Datos de origen
· · · · ·

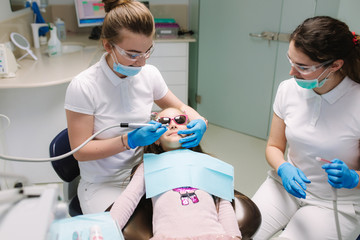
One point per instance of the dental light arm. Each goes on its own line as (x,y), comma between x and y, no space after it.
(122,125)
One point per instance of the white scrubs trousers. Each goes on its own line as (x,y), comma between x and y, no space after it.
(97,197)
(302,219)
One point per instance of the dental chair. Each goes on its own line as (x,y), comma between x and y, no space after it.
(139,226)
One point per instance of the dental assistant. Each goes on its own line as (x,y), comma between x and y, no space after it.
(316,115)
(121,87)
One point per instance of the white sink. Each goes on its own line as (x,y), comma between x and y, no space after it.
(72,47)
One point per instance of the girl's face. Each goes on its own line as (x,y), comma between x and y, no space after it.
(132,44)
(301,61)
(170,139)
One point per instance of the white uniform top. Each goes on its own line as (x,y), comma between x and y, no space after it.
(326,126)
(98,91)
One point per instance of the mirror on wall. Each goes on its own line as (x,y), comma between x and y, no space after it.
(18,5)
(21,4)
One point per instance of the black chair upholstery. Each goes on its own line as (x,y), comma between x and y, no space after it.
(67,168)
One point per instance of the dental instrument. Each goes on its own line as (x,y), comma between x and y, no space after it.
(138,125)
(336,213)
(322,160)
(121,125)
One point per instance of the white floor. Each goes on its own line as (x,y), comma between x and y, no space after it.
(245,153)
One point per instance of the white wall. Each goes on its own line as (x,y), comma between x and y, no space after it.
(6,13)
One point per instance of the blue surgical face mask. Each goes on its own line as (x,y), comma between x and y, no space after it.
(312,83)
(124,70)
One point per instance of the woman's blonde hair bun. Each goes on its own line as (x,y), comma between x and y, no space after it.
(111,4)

· · · · ·

INSTRUCCIONES Y REQUISITOS:
Vuelve a escribir todo el material desde la línea que contiene "One point per instance of the blue" hasta el final, ambos extremos incluidos, conservando sin cambios las líneas que no llevan coordenadas. Escala por 1,5 las coordenadas de las respuestas y redondéalas al entero más cercano, con las mitades hacia arriba.

RESULTADO A CONTINUACIÓN:
One point per instance of the blue surgical face mask. Each goes on its own line as (x,y), comma between x and y, no space after it.
(468,125)
(186,105)
One point per instance of the woman's blonde hair bun. Each goes on its own line as (x,y), comma between x and y, no space after it.
(167,6)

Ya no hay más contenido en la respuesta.